PROBLEM DESCRIPTION. Copy each line below as it stands, but skip any picture it contains.
(EXTRACTED ENTRIES)
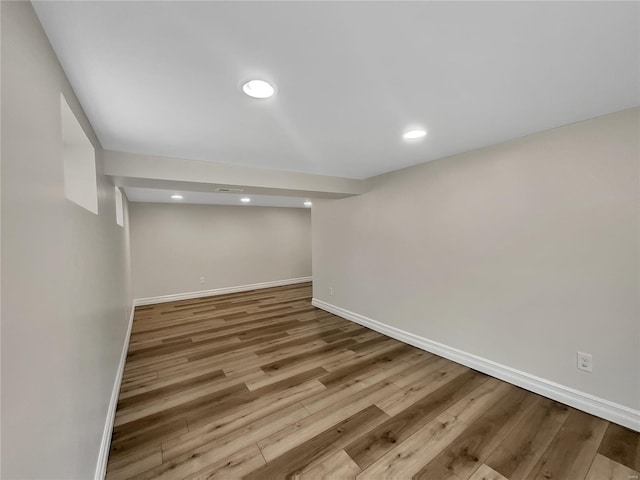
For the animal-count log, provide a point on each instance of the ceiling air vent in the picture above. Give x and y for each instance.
(229, 190)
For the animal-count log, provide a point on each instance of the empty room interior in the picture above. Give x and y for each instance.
(320, 240)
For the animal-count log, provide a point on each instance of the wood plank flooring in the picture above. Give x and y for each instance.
(262, 385)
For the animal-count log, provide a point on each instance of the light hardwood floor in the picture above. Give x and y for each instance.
(263, 385)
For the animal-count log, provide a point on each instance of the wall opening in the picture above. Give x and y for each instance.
(119, 208)
(79, 158)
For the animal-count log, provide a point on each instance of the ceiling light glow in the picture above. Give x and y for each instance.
(414, 134)
(258, 89)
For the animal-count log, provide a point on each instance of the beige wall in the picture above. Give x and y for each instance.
(174, 245)
(65, 275)
(523, 253)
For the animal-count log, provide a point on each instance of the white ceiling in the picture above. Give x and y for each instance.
(153, 195)
(164, 78)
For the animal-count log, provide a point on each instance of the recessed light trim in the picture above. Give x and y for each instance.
(258, 89)
(414, 134)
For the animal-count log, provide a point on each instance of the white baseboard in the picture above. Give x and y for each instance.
(586, 402)
(218, 291)
(103, 456)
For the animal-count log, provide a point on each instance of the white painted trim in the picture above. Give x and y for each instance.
(218, 291)
(586, 402)
(103, 456)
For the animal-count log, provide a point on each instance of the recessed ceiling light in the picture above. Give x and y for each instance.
(414, 134)
(258, 89)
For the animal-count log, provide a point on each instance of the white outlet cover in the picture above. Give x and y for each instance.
(585, 362)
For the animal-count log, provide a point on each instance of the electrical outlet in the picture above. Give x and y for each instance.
(585, 362)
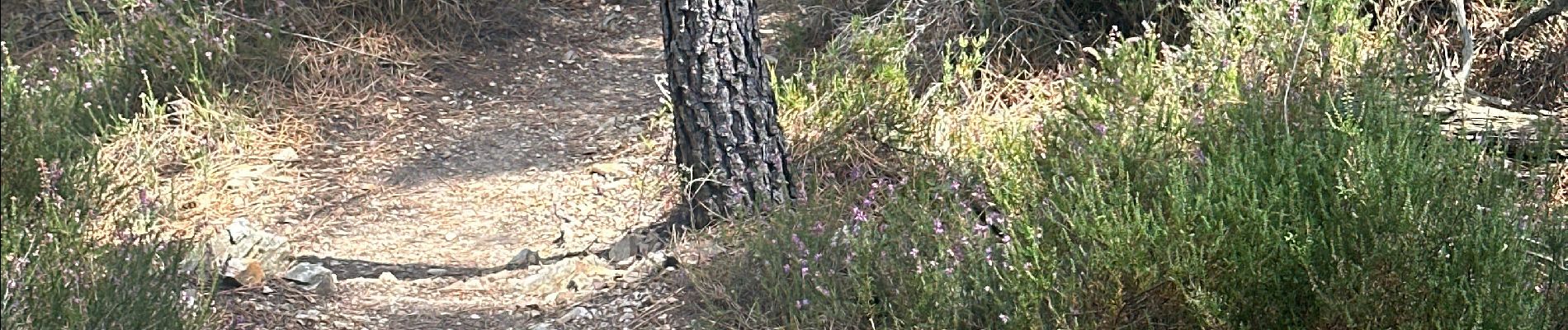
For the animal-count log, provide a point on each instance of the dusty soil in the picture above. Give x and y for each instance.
(546, 141)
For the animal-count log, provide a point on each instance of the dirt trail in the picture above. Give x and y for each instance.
(541, 144)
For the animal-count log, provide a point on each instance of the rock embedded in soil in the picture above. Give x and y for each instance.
(631, 246)
(239, 249)
(522, 260)
(313, 277)
(242, 272)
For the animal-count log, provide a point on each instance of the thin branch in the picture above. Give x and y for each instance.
(1536, 16)
(1468, 55)
(324, 41)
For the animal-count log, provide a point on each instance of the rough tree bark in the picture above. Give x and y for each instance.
(728, 138)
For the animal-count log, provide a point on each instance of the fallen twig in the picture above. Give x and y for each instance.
(319, 40)
(1536, 16)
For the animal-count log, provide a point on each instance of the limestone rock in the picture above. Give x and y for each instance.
(242, 272)
(313, 277)
(568, 274)
(522, 260)
(240, 251)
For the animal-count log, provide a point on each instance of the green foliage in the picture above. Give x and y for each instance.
(1259, 177)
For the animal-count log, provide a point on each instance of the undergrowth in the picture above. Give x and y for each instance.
(82, 248)
(1264, 176)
(End EXTRACTED ENTRIES)
EXERCISE RESPONSE.
For the animal-count log, provide a point on each instance of the ceiling air vent in the picture above. Give x and y for each instance.
(229, 190)
For the animal-count log, provide a point on each instance of the empty room interior in the picture above. Give x and y for each instance.
(320, 240)
For the animal-count log, provide a point on each instance of the wood plank flooring in the picture above. Give x and y for each instance.
(262, 385)
For the animal-count log, provide a point on each instance of the light hardwood floor in the picture above. Give x and y for each instance.
(263, 385)
For the animal-count log, provide a point on each instance of the wall opening in the picture above. Give x and y for each instance.
(119, 208)
(79, 158)
For the animal-count log, provide a point on each instance of the ceiling light glow in the picture above. Give x and y for each instance.
(414, 134)
(258, 89)
For the animal-count log, provide a point on each instance of the beige wall in the picture above. Give x and y for each instance.
(174, 245)
(65, 275)
(523, 253)
For the animal-count log, provide a point on each instance of the white ceiling in the picture above. Give x and y for each instance.
(153, 195)
(164, 78)
For the animal-count log, provide a point on each instance of the recessed light trim in the picture above. Give x and y for each instance.
(258, 89)
(414, 134)
For the animal-count log, provide a point on each instance of the white baseboard in the picture above. Give x and y for each instance.
(586, 402)
(218, 291)
(103, 456)
For the animal-count log, provide a point on each instance of the white painted trim in the picture above. Give x and y for each instance.
(218, 291)
(586, 402)
(103, 456)
For the animal-count log, provide a point on each instance of the recessed ceiling light in the picture above. Give x and y for each instance.
(414, 134)
(258, 89)
For the animal-count log, provide a point on each instance of the white outlet cover in the picture above. Give x and y for each instance.
(585, 362)
For the animal-count log, provide a point on each instance of the electrical outlet in the picture above. Give x and y for each instance.
(585, 362)
For the animal-count log, provide a point on each instance of the dusty soil in the picture above. Give x and y for each instance.
(546, 141)
For the animal-count log, provide a point on each instance of the dirt trail in the picture above. Give x and y for each instance.
(541, 144)
For the animal-count log, provide a point on each instance of the rock embedded in soil in the picture above. Give x and y for each instance.
(631, 246)
(239, 249)
(522, 260)
(313, 277)
(242, 272)
For the animal-count log, provide a point on each instance of the thin branch in the picture above. Give x and y for each instance.
(1536, 16)
(1468, 55)
(324, 41)
For the animal-count log, provide a point on each instance of the rough tree bark in the picture above. Give x and y for each instance.
(728, 138)
For the animal-count log, provide a point on each instance of the fallen twig in the picture above. Give x and y for each instance.
(319, 40)
(1536, 16)
For the animal-count log, provide a point on each instance of the limestone rock in the picture above. Give x and y for each instance.
(242, 272)
(313, 277)
(568, 274)
(522, 260)
(240, 251)
For the animal-count log, provide a point on each instance of the green foliage in the picture above. Give x and y for each instance.
(1259, 177)
For the animal-count log, provide a point on each instance of the undergrowth in the picture above. Give x and y for each instance.
(82, 248)
(1264, 176)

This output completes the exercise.